EXERCISE ▸ A verbatim copy of the listing is needed; pictures are to be left out.

PROVIDED MATERIAL ▸
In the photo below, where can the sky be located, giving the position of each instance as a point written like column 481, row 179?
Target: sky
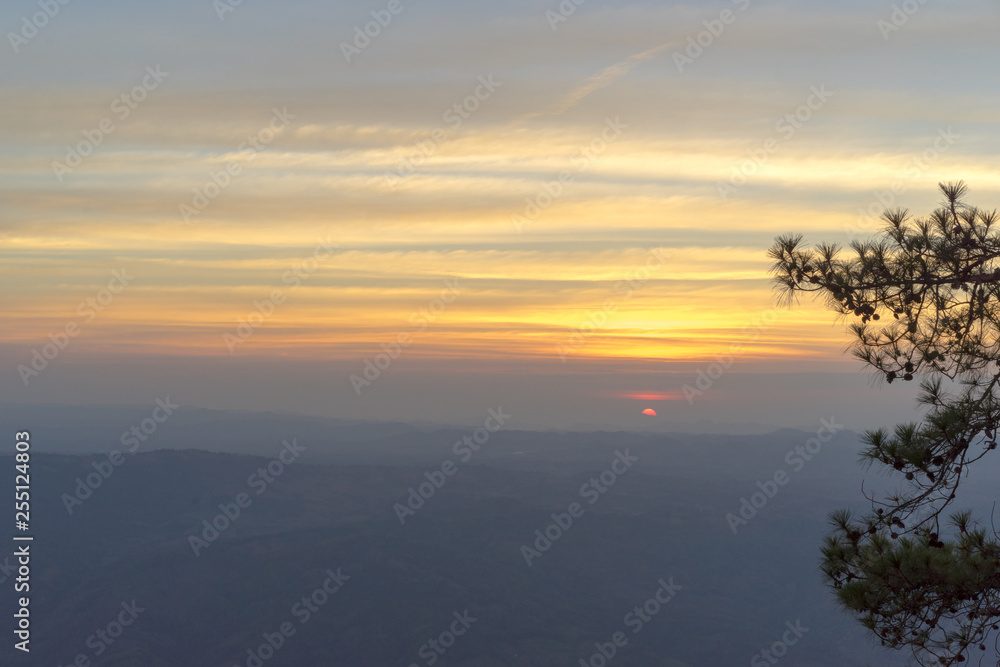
column 560, row 209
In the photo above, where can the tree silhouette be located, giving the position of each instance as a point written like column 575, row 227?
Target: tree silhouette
column 924, row 299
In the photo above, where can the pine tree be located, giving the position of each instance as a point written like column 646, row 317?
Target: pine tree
column 924, row 299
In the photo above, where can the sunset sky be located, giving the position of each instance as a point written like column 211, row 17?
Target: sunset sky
column 415, row 190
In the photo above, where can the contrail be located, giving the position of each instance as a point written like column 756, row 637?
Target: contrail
column 600, row 80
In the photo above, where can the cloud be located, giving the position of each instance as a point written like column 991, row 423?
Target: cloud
column 602, row 79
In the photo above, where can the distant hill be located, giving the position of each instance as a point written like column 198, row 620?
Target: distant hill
column 462, row 551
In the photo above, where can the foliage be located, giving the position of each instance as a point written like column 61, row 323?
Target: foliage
column 924, row 295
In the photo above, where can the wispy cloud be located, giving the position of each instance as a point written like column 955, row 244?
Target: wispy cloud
column 602, row 79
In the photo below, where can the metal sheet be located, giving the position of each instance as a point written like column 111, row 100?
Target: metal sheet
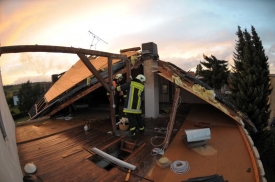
column 194, row 135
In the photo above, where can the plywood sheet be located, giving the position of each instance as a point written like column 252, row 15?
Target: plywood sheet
column 218, row 105
column 76, row 74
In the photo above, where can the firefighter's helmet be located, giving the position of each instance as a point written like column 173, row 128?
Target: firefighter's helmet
column 119, row 76
column 141, row 78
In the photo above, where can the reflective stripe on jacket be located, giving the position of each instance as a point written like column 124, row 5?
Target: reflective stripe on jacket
column 134, row 93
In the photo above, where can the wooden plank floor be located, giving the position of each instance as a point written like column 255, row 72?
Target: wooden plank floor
column 46, row 153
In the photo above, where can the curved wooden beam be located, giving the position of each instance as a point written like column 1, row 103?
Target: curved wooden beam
column 57, row 49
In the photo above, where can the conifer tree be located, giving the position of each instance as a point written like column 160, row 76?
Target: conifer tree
column 252, row 88
column 216, row 74
column 250, row 80
column 198, row 69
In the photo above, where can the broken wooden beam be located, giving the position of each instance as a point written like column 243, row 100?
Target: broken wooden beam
column 130, row 49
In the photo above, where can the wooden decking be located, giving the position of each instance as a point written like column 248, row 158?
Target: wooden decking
column 66, row 156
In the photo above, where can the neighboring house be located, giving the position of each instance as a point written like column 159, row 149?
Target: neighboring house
column 15, row 98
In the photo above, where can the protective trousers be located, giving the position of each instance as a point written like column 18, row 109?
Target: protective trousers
column 135, row 120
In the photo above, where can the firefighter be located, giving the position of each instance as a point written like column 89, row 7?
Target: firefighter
column 117, row 95
column 132, row 106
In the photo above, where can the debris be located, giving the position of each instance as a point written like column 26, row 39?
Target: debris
column 72, row 152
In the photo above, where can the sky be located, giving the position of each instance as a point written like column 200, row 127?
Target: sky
column 183, row 30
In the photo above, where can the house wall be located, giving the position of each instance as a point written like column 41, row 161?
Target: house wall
column 10, row 169
column 164, row 96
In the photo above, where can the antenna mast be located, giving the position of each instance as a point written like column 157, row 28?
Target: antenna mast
column 96, row 39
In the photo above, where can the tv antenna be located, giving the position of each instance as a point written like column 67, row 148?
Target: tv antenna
column 96, row 39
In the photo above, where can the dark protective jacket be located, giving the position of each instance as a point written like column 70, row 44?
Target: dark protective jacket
column 134, row 93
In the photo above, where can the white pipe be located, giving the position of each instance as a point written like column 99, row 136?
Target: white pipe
column 113, row 159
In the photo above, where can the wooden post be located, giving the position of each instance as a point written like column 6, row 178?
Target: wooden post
column 112, row 101
column 172, row 117
column 128, row 70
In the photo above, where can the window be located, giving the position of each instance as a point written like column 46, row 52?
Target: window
column 164, row 89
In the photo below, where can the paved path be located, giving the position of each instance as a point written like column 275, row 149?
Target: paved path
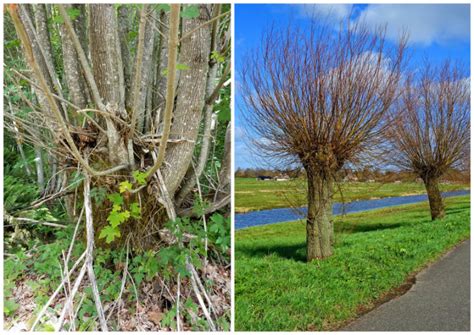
column 439, row 301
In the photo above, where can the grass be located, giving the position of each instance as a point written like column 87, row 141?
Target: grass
column 375, row 251
column 251, row 195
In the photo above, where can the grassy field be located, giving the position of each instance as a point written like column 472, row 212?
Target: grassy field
column 251, row 195
column 375, row 251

SOLUTION TO THIS EXERCISE ▸
In the photo below, where can the sky be located, giving the position of each instance as a point written like column 481, row 179?
Target: sky
column 560, row 209
In the photo above, where can the tree silhouette be located, giving the position of each instance as a point written like column 575, row 227?
Target: tree silhouette
column 924, row 299
In the photo above, where can the pine tree be located, giving the position of each instance as a point written like column 646, row 317?
Target: pine tree
column 924, row 299
In the photo above, where can the sunset sky be located, giving the position of each instance as a point written like column 211, row 17?
Target: sunset sky
column 415, row 190
In the photo above, where can the contrail be located, giving the position of each instance as a point written like column 756, row 637?
Target: contrail
column 600, row 80
In the photo above, where can the cloud be located, giving the position of each instance as a point written like column 991, row 423?
Target: cloud
column 602, row 79
In the photo above, where can the distant hill be located, giving the position of each instance as a point written like column 198, row 620?
Target: distant hill
column 462, row 551
In the photo above, where can the foliage be located, giving the position of each instance as a point written like column 61, row 323?
Target: foliage
column 924, row 295
In the photo above, where can the wispy cloud be located, giving the position of each instance as a point written like column 955, row 244?
Target: wispy cloud
column 602, row 79
In the photo below, where can the metal sheet be located, giving the position of each instance as a point written like column 111, row 100?
Target: metal sheet
column 194, row 135
In the photo above, where can the plywood sheet be located, giving the position of each instance as a point written like column 252, row 15?
Target: plywood sheet
column 218, row 105
column 76, row 74
In the photo above, where can the firefighter's helmet be located, giving the position of each instance as a point written like column 173, row 128?
Target: firefighter's helmet
column 119, row 76
column 141, row 78
In the photo above, where can the reflective stripe on jacket be located, giving the position of each instance as a point written like column 124, row 5?
Target: reflective stripe on jacket
column 134, row 93
In the photo above, where can the wooden plank floor be located, giving the position of each instance as a point written like column 255, row 72?
Target: wooden plank floor
column 46, row 153
In the photo above, where can the curved wooden beam be located, giving the position of each instance as a point written like column 1, row 103?
Target: curved wooden beam
column 57, row 49
In the photo above, where can the conifer tree be located, giving the position of each instance as a point written like column 160, row 76?
Target: conifer tree
column 252, row 88
column 216, row 74
column 250, row 80
column 198, row 69
In the photo above, where can the broken wooden beam be located, giving the position of each instance as a point written like column 243, row 100?
Target: broken wooden beam
column 130, row 49
In the photo above, where can the wooden decking be located, giving the position of each instance as a point written like column 248, row 158?
Target: wooden decking
column 66, row 156
In the photo above, where can the neighboring house be located, giving the position of each instance as a point written like column 159, row 149?
Target: neighboring house
column 15, row 98
In the photo above, where can the protective trousers be located, giving the position of each instance as a point written like column 18, row 109?
Target: protective trousers
column 135, row 120
In the photo above, where can the firefighter be located, giving the position of each instance as a point written like column 89, row 7?
Target: firefighter
column 117, row 95
column 132, row 106
In the photo above, where can the debris be located, giving the position of each instance as a point written like column 26, row 39?
Target: debris
column 72, row 152
In the photo above, where can the sky be located, giving the position of each instance as a point written like column 200, row 127?
Target: sky
column 183, row 30
In the photo above, where can the house wall be located, giving the position of each instance as a point written like column 41, row 161?
Target: house wall
column 10, row 169
column 164, row 96
In the photo above, where can the antenna mast be located, giving the position of each instance as a point written like column 157, row 28?
Target: antenna mast
column 96, row 39
In the photo above, where can the tv antenna be located, giving the position of each instance as a point written like column 67, row 148?
Target: tv antenna
column 96, row 39
In the photo above, where can the dark protective jacket be located, giving the position of each instance as a point written like column 70, row 44?
Target: dark protective jacket
column 134, row 93
In the photo above, where can the white pipe be located, giving the position of each instance as a point written like column 99, row 136?
Target: white pipe
column 113, row 159
In the photo above, where can the wooden post be located, giving the position of each instance as a point written like column 6, row 178?
Target: wooden post
column 112, row 101
column 172, row 117
column 128, row 70
In the photo above, where can the window be located, giving the position of each instance as a point written like column 46, row 52?
Target: window
column 164, row 89
In the photo below, where can the paved path be located, giving the position of each instance as a point written like column 275, row 149?
Target: paved path
column 439, row 301
In the photo above, where can the grass be located, giving the position of each instance as a point written like column 87, row 141?
Target: grass
column 375, row 251
column 251, row 195
In the photo above, where can the grassy field be located, giving the position of each instance as a point written like column 472, row 212?
Target: grassy field
column 251, row 195
column 375, row 251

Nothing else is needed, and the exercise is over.